# HBO GO and AppleTv



## rsonnens (Nov 8, 2006)

Apple release HBO Go for Apple TV today but you cannot activate it with DirectTV. Activation has to be done in a browser and not the TV itself using a code from the device. I am led to believe that this is DirectTV's decision as they activate on XBoxes. 

Very sad as the Apple TV UI is a million times better than DirectTv's on demand UI which is IMHO horrible. 

If this is not fixed then it could accelerate the move off DirectTv for whom I have been loyal to for almost 15 years.


----------



## itzme (Jan 17, 2008)

I just updated my AppleTV software and see what you mean. directtv is embarrassingly missing from the list of providers on the HBO app. Dish and Directv are missing on the ESPN app. Fortunately the iPad HBO app offers flawless airplay mirroring, complete with Dolby surround. I happen to think apps like that are the future of TV. I can understand why Directv doesn't want to participate in the AppleTV products, but its going to hurt them.


----------



## grecorj (Jan 20, 2008)

No different than on Roku: DirecTV doesn't allow you to verify your account in order to use it on that platform either.

This is all about money, control and negotiation.

Ironically, all costs for HBO GO verification are assumed by HBO (i.e. infrastructure), not the cable/satellite cos who do participate. So it wouldn't cost DirecTV a penny to let them do this for Apple TV or Roku.

Of course as the previous poster stated, the iOS HBO GO app can be verified via your DirecTV account. Makes no sense to us subscribers.


----------



## mccoady (Jul 28, 2008)

Wow I was excited when I first installed the AppleTV update getting the WatchESPN and HBO GO apps but I should have guessed DirecTV would put a stop to that...sure I can AirPlay the HBO GO app from my iPad but it makes more sense to have it Native. Also I think it's a shame I can't have access to WatchESPN when I subscribe to ESPN through DirecTV (plus HBO).

Yes just makes no sense as a DirecTV subscriber being handcuffed like this!


----------



## TDockUSC (Aug 22, 2006)

Is this a temporary issue or is this something DirecTV will not allow AppleTV users to take advantage of?

Anyone know?


----------



## peds48 (Jan 11, 2008)

Is this a temporary issue or is this something DirecTV will not allow AppleTV users to take advantage of?

Anyone know?


If the Roku story tells anything, it might be permanent


----------



## trainman (Jan 9, 2008)

peds48 said:


> If the Roku story tells anything, it might be permanent


For HBOGo, at least.

WatchESPN is a different situation, and I believe there's a definite possibility of DirecTV subscribers gaining access to it with DirecTV's next contract negotiation with ESPN.


----------



## TDockUSC (Aug 22, 2006)

I guess I just don't see the reasoning. If I can have HBO Go on my laptop, ipad and iphone...why won't they allow in on Apple TV? I still have the pay them for the ability to watch it. Why do they care HOW I watch it?


----------



## peds48 (Jan 11, 2008)

I guess I just don't see the reasoning. If I can have HBO Go on my laptop, ipad and iphone...why won't they allow in on Apple TV? I still have the pay them for the ability to watch it. Why do they care HOW I watch it?


My guess is that they want you to pay the extra TV fee


----------



## pappasbike (Sep 19, 2006)

## EXERCISE GOAL
Transcribe the passage of the HBO GO thread that begins at the words containing "## rsonnens (Nov" and ends after "almost 15 years.". The lines that follow the thread are not required for any of this work.

Dataset lines:
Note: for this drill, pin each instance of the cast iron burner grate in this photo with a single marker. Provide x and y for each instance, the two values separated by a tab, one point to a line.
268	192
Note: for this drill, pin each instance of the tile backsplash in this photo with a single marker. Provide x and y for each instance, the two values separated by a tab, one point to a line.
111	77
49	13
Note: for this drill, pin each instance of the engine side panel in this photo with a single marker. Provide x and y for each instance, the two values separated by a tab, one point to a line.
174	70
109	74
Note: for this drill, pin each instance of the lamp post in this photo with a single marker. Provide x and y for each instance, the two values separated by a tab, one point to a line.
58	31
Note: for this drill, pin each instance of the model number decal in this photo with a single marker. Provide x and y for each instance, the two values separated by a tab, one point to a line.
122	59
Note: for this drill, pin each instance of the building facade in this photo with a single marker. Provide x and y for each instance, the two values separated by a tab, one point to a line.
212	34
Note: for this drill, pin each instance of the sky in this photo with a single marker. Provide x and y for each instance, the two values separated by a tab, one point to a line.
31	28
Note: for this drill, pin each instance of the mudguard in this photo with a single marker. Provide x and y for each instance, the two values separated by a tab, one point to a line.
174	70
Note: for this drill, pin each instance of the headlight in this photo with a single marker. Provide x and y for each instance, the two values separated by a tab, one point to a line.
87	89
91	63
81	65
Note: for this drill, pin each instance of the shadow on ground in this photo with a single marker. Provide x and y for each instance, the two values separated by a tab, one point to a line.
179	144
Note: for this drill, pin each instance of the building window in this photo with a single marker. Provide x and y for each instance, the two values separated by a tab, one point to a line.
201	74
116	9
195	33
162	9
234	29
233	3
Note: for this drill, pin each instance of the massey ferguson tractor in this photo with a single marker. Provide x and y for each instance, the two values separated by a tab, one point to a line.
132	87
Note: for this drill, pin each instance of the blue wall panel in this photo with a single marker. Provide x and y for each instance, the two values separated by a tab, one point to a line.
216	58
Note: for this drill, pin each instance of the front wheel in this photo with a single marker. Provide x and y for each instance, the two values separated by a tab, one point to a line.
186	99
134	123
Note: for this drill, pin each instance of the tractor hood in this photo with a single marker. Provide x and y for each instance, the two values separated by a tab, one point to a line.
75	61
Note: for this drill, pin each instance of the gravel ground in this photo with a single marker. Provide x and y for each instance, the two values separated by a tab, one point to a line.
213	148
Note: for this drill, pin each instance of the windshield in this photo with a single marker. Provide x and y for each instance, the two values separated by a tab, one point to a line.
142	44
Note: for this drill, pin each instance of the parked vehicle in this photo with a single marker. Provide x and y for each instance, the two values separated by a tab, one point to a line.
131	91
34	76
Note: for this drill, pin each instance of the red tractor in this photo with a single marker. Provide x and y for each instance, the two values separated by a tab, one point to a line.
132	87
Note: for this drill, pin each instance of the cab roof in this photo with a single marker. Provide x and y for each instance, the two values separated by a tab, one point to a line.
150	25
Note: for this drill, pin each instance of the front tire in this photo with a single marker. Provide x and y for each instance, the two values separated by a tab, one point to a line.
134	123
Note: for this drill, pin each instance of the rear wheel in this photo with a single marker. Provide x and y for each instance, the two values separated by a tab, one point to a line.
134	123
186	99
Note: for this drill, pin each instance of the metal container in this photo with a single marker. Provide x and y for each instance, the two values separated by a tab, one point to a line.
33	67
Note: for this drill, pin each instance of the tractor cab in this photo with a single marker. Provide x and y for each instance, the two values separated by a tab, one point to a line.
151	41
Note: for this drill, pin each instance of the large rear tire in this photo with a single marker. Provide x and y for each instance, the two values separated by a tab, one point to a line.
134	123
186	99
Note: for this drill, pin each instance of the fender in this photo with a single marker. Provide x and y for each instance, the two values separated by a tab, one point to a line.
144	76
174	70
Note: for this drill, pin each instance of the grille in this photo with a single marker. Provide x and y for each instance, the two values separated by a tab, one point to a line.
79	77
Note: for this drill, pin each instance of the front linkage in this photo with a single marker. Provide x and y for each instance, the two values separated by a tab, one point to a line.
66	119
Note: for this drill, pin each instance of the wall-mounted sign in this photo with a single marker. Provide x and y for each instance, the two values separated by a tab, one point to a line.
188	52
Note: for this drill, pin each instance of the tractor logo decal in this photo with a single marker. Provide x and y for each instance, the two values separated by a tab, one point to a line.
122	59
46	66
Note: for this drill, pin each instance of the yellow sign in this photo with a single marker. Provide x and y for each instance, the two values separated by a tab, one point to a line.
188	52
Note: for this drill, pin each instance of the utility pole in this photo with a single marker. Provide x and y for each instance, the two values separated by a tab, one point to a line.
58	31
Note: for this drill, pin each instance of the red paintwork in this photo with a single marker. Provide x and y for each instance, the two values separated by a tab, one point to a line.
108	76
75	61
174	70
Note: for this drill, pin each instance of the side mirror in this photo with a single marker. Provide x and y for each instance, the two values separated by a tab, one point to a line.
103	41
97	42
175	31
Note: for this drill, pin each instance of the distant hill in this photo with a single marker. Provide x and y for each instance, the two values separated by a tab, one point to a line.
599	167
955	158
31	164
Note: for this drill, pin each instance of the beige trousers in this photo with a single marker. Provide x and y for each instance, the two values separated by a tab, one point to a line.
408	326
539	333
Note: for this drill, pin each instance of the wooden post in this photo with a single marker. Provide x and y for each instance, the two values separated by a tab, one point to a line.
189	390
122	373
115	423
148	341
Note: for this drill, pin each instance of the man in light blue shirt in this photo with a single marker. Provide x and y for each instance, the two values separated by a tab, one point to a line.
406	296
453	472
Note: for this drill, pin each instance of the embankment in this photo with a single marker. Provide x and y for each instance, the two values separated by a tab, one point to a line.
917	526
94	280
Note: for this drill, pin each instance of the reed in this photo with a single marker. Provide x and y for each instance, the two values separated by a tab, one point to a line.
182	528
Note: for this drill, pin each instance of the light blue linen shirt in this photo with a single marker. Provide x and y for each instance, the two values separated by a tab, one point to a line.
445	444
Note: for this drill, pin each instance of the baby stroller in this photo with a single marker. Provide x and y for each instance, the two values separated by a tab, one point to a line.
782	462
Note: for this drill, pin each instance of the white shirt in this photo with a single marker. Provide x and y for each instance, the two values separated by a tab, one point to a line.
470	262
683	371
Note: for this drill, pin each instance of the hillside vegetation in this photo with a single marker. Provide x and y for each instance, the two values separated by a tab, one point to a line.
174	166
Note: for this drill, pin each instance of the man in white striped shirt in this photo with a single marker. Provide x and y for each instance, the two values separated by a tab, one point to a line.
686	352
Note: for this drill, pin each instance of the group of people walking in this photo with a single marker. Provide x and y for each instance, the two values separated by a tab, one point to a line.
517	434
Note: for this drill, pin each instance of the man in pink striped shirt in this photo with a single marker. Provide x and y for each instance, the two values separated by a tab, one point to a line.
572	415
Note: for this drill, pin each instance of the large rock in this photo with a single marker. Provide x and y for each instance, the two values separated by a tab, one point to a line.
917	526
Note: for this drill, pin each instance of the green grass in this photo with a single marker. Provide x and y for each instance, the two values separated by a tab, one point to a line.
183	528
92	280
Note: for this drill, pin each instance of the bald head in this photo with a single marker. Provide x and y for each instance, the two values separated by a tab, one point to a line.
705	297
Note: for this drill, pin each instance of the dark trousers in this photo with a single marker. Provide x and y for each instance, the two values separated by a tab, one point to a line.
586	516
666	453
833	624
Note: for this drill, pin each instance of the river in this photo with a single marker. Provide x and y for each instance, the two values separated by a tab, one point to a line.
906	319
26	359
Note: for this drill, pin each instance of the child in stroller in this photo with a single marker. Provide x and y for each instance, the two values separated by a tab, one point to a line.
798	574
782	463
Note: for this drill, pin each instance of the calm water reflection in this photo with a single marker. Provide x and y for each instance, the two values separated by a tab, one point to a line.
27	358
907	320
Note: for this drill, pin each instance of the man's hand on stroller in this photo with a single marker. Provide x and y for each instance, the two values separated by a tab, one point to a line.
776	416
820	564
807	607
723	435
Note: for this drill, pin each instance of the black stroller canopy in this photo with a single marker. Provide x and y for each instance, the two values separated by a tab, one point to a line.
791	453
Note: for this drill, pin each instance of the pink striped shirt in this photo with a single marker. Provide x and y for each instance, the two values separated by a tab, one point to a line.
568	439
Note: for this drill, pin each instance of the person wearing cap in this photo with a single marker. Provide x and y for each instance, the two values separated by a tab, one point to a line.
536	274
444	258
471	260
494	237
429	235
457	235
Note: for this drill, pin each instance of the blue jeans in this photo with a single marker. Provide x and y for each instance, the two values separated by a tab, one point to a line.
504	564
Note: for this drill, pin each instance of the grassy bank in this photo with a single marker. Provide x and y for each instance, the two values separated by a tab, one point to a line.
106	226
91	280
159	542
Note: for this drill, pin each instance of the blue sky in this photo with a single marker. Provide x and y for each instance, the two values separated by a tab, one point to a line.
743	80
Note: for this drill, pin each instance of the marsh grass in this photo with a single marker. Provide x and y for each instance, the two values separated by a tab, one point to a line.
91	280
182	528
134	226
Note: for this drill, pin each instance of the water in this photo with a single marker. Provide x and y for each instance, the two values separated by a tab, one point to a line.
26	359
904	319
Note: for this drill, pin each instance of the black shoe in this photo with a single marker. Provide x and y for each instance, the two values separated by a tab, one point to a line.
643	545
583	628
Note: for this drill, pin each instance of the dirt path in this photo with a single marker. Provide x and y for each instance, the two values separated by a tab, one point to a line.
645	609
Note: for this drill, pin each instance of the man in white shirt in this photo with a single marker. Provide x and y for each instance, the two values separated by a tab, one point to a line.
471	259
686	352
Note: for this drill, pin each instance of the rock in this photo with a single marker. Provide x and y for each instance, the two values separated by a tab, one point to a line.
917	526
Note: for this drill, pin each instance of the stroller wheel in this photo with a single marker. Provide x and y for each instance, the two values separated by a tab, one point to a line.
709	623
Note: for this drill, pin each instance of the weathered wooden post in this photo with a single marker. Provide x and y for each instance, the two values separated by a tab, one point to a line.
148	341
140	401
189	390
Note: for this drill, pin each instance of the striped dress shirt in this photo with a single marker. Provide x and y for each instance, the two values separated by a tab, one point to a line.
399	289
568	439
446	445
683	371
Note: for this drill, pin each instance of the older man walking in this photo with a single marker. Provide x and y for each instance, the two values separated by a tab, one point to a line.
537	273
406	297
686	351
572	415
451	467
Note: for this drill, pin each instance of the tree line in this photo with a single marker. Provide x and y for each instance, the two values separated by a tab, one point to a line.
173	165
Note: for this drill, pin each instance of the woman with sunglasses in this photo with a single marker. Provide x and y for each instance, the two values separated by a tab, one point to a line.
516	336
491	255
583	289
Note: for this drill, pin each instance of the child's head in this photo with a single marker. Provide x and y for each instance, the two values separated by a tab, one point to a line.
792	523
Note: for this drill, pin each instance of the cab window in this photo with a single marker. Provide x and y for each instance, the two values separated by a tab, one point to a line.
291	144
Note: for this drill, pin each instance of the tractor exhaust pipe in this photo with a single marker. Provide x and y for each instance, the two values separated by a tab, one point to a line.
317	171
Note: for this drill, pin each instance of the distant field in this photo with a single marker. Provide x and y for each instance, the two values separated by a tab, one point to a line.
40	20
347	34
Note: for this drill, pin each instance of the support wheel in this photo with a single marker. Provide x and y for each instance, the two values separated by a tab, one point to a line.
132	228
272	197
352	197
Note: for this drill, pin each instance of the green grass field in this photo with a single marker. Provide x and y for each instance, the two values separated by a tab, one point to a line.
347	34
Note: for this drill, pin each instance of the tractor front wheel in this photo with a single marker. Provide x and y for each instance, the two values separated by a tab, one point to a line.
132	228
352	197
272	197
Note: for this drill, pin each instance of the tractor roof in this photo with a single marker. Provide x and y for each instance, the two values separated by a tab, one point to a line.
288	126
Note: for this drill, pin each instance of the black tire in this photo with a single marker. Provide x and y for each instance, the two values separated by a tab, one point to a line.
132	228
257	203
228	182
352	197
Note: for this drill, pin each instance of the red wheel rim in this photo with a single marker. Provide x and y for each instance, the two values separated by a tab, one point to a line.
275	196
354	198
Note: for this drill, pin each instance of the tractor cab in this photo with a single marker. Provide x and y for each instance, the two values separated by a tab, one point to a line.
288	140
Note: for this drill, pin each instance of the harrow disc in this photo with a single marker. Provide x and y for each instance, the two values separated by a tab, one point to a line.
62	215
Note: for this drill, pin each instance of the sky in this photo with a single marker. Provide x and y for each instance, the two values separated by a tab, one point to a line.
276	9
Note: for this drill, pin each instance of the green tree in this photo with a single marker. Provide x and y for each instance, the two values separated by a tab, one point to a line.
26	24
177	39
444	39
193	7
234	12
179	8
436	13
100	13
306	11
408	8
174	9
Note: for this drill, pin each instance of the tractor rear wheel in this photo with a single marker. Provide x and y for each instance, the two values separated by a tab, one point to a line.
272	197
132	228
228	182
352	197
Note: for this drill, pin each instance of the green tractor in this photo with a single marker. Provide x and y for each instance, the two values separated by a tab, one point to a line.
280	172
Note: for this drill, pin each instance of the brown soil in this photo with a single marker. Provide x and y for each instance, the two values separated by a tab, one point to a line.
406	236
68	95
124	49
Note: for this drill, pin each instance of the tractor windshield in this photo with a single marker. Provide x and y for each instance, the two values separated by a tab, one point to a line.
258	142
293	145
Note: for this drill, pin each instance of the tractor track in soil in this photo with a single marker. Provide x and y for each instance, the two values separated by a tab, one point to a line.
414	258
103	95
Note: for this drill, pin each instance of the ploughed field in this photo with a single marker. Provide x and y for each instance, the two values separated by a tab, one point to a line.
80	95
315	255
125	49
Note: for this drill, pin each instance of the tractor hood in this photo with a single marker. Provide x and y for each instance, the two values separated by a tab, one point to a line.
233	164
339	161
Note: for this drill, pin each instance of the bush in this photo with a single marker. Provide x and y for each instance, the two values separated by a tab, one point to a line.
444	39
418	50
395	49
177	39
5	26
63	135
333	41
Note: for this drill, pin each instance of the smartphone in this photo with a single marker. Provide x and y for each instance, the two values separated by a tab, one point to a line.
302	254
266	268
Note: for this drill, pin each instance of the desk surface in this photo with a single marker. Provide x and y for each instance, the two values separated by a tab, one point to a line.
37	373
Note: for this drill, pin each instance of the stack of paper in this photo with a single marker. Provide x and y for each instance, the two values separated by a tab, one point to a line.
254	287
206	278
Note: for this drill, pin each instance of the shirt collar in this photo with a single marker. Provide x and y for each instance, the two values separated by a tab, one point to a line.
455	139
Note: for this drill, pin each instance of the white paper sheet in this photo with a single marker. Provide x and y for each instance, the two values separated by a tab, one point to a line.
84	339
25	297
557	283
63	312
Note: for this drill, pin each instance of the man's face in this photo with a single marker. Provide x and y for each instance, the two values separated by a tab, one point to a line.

## EXPECTED OUTPUT
## rsonnens (Nov 8, 2006)

Apple release HBO Go for Apple TV today but you cannot activate it with DirectTV. Activation has to be done in a browser and not the TV itself using a code from the device. I am led to believe that this is DirectTV's decision as they activate on XBoxes. 

Very sad as the Apple TV UI is a million times better than DirectTv's on demand UI which is IMHO horrible. 

If this is not fixed then it could accelerate the move off DirectTv for whom I have been loyal to for almost 15 years.